WHAT THE TASK ASKS:
Every entry is to be transcribed as it stands. Images stay out.

SUPPLIED RECORDS:

--------

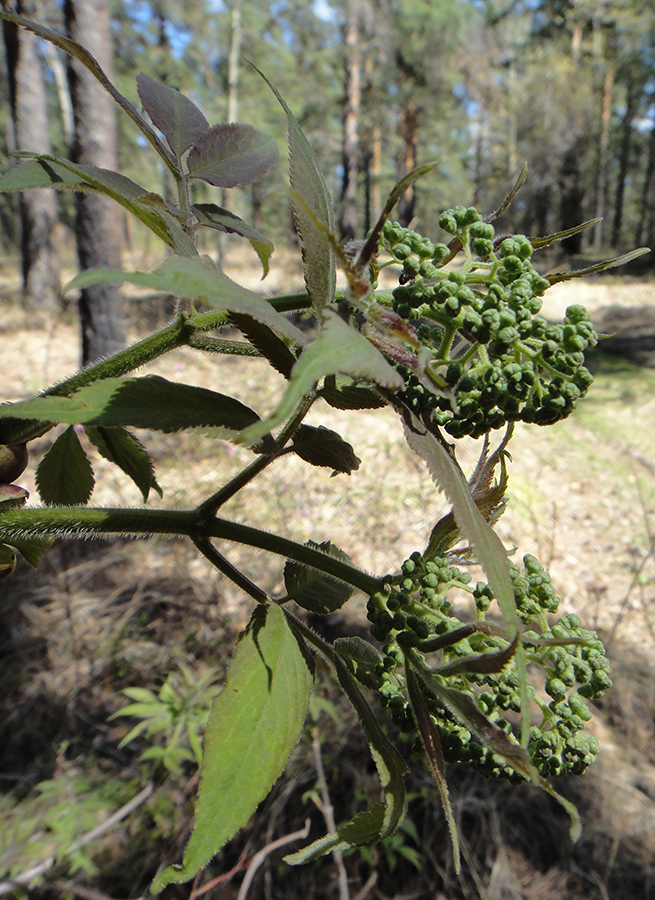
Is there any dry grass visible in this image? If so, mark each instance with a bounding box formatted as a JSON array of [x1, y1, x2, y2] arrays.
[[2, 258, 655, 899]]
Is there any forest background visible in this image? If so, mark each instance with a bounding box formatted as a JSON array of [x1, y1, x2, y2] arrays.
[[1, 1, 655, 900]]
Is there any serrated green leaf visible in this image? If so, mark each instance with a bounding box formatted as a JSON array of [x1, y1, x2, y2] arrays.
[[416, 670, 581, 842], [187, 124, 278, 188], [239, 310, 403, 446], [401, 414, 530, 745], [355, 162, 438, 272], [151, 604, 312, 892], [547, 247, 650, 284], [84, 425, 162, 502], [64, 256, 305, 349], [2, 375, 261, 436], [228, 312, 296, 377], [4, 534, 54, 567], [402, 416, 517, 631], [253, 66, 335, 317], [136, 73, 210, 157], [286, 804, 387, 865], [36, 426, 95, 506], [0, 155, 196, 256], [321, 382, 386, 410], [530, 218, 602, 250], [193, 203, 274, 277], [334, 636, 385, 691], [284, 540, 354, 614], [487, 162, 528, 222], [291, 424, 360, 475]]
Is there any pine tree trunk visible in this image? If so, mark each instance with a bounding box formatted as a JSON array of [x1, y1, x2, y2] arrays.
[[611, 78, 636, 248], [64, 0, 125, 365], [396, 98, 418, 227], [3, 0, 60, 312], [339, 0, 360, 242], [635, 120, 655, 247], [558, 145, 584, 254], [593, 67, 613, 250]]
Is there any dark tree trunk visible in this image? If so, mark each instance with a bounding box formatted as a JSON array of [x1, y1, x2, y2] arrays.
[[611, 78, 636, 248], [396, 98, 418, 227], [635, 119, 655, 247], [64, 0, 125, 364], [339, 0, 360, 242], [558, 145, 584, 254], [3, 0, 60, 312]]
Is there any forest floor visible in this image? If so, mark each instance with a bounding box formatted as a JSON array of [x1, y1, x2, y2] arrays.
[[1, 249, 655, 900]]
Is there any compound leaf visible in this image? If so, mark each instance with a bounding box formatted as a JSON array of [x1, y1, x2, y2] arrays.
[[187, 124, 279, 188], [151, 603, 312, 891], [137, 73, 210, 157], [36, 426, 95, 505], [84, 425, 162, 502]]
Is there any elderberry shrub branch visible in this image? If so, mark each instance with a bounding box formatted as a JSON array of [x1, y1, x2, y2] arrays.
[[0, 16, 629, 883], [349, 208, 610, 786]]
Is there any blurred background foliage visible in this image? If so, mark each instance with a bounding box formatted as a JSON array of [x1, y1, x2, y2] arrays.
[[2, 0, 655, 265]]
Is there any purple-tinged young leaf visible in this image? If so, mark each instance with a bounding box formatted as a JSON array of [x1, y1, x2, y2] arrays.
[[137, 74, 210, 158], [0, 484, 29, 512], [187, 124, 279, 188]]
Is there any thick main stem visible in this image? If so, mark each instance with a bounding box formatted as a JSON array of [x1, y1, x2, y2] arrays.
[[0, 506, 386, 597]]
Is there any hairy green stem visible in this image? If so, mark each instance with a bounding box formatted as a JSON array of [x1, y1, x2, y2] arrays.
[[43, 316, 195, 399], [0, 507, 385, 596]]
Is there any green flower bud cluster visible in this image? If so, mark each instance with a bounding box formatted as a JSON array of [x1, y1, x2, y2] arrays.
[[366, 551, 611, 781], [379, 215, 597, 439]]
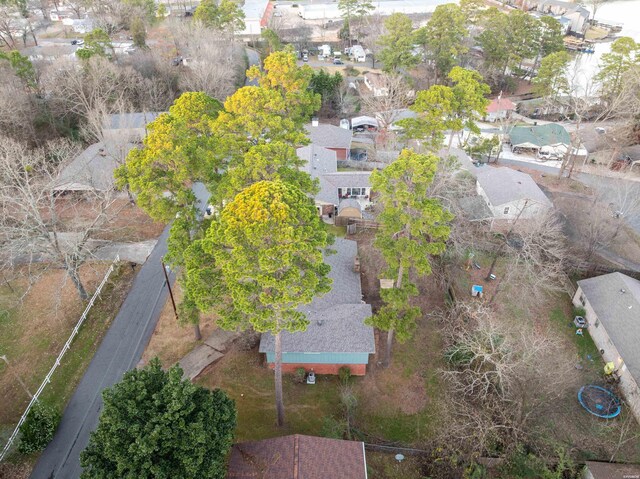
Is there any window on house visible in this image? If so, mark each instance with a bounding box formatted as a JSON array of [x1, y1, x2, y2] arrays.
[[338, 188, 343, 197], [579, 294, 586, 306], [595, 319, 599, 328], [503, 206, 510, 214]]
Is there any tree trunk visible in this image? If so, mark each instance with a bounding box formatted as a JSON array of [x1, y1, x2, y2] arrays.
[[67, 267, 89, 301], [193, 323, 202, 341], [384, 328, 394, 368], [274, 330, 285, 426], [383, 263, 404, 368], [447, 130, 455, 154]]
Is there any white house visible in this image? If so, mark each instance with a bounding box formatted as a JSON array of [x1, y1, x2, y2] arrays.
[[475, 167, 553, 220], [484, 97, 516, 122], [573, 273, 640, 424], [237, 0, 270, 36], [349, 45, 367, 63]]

--------

EXPECTED ANSWER:
Is there any dry grass visible in this image? If so, mark each instance with a bounding box formatted as a JSON array of [x1, y1, x2, y2] arrays.
[[2, 258, 655, 899]]
Is there any forest background visible in this image? If so, mark each instance with a bounding box formatted as a JSON array of [x1, y1, x2, y2] arrays.
[[1, 1, 655, 900]]
Is there any serrated green leaf visible in this image? If so, mark each instance with a bounding box formatted as a JSON array of [x1, y1, x2, y2] arrays.
[[416, 670, 581, 842], [187, 124, 278, 188], [239, 310, 403, 446], [401, 414, 530, 745], [355, 162, 438, 272], [151, 604, 312, 892], [547, 247, 650, 284], [84, 425, 162, 502], [64, 256, 305, 349], [2, 375, 261, 436], [228, 312, 296, 377], [4, 534, 54, 567], [402, 416, 517, 631], [253, 66, 335, 317], [136, 73, 210, 157], [286, 804, 387, 865], [36, 426, 95, 506], [0, 155, 196, 256], [321, 382, 386, 410], [530, 218, 602, 250], [193, 203, 274, 277], [334, 636, 385, 691], [284, 540, 354, 614], [487, 162, 528, 222], [291, 424, 360, 475]]
Is there any pine tree trunk visible in this image? If so, mark each instance with a bounding box formatted as a JSON array of [x1, y1, x2, y2] arrays.
[[611, 78, 636, 248], [64, 0, 125, 365], [396, 98, 418, 227], [3, 0, 60, 312], [339, 0, 360, 242], [635, 120, 655, 247], [558, 145, 584, 254], [593, 67, 613, 250]]
Is there any dark tree trunk visible in this image? If so, mark each instance with a bounding box formatted as a JSON array of [x1, y1, x2, y2] arrays.
[[611, 78, 636, 248], [396, 98, 418, 227], [635, 119, 655, 247], [64, 0, 125, 364], [339, 0, 360, 242], [558, 145, 584, 254], [3, 0, 60, 312]]
Is there any forest floor visible in this image? If so, mark each instance with a bounding box formatted as a JSON array of [x1, y1, x2, y2] arrays.
[[1, 249, 655, 900]]
Is there any compound leaf visible in this image? If so, mark each instance with a bounding box formatted as a JSON array of [x1, y1, x2, y2] arrays.
[[187, 124, 279, 188], [151, 603, 312, 891], [137, 73, 210, 157], [36, 426, 95, 505], [84, 425, 162, 502]]
Is there any elderberry shrub branch visible in this image? If so, mark each instance with a bounding box formatted as a JSON array of [x1, y1, x2, y2] arrays.
[[0, 16, 629, 883], [349, 208, 610, 786]]
Is there any blurred background foliage visible in this image? If so, mark each instance with a bounding box formatted as a JSON array of [x1, y1, x2, y2] arrays.
[[2, 0, 655, 265]]
Is there any purple-tinged young leaf visible in this image? If so, mark each instance with a bounding box formatted as a JSON array of [x1, y1, x2, y2] arrays.
[[137, 74, 210, 158], [0, 484, 29, 512], [187, 124, 279, 188]]
Is there any thick main stem visible in this image? If so, mark each instance with a bounding box formatted as a JSON array of [x1, y1, x2, y2] arrays.
[[0, 506, 386, 597]]
Is there any hairy green stem visible in this image? If so, mark each instance with a bounding box formatted as a JSON array of [x1, y1, x2, y2] arrays.
[[43, 316, 195, 399], [0, 507, 385, 596]]
Is there any green flower bud cluster visible in this image? If so, mark each instance with a bounding box formatted as a JSON array of [x1, y1, x2, y2] arrays.
[[366, 551, 611, 781], [379, 215, 597, 439]]
Is there any window on house visible in this image? If so, mark each instance with a bounding box formatted as a JSON array of [x1, y1, x2, y2] arrays.
[[338, 188, 343, 197], [579, 294, 586, 306], [595, 319, 599, 328], [503, 206, 510, 214]]
Is there any tree trunk visible in this image? If so, mark each instance with a bounding box formatted as a JSON array of [x1, y1, x2, y2] arrays.
[[67, 267, 89, 301], [193, 323, 202, 341], [384, 328, 394, 368], [274, 330, 285, 426], [383, 263, 404, 368], [447, 130, 455, 154]]
Is there any white house visible in this image? If so, mark each instance with a bounding box formatted as a JSON array of [x1, y1, x2, y2] arrays.
[[475, 167, 553, 220], [484, 97, 516, 122], [573, 273, 640, 424], [237, 0, 270, 36], [349, 45, 367, 63]]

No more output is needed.